— Set of tasks —
(a) Echo part of the Kubernetes passage word for word. Begin at the words "If you are building" and stop after "the parent (owner).".
(b) According to the Kubernetes passage, what happens by default to the child resources when the "MyComplexApplication" resource is deleted?
(c) In the Kubernetes passage's example, which kinds of resources are created with the "MyComplexApplication" resource as their shared owner? List them all.

— Page —
►

This custom controller will know how to reconcile your new Custom Resource type, so every time you create a new resource of your “MyComplexApplication” the controller will be notified to create, modify, and delete other Kubernetes resources to make your “MyComplexApplication” alive and healthy.

If you are building this kind of Custom Resource that aggregates a bunch of Kubernetes resources, the logic will be about aggregating the state of the “managed” resources.

Kubernetes comes with a mechanism that allows you to group resources by stamping an owner reference (or parent resource) to each resource you create. For this example, “MyComplexApplication” resource will be the owner of whatever resource gets created when the “MyComplexApplication” reconciliation happens. Imagine that you create two Deployments, a Service and an Ingress, all these resources will have the same owner, in this case, the “MyComplexApplication” resource, and they will be managed together; that means that by default, if you delete the “MyComplexApplication” resource, the children will be deleted as the existence of these resources were linked to the parent (owner).

◄

— Dataset content —
►

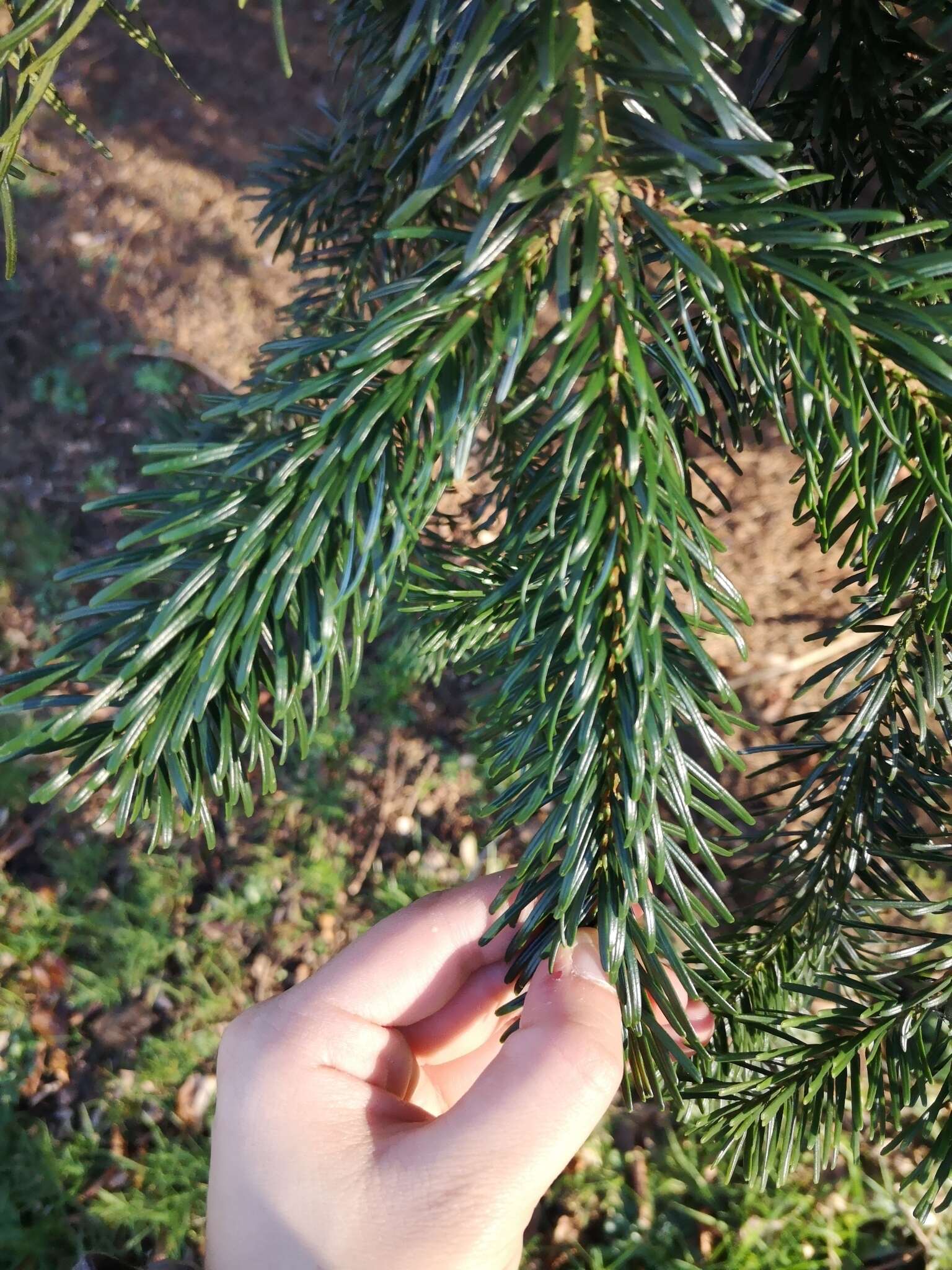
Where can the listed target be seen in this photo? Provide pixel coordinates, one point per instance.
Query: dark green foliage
(551, 247)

◄

— Completed exercise —
(a)
If you are building this kind of Custom Resource that aggregates a bunch of Kubernetes resources, the logic will be about aggregating the state of the “managed” resources.

Kubernetes comes with a mechanism that allows you to group resources by stamping an owner reference (or parent resource) to each resource you create. For this example, “MyComplexApplication” resource will be the owner of whatever resource gets created when the “MyComplexApplication” reconciliation happens. Imagine that you create two Deployments, a Service and an Ingress, all these resources will have the same owner, in this case, the “MyComplexApplication” resource, and they will be managed together; that means that by default, if you delete the “MyComplexApplication” resource, the children will be deleted as the existence of these resources were linked to the parent (owner).

(b) They are deleted too, because their existence was linked to the parent (owner).

(c)
- Deployment (two of them)
- Service
- Ingress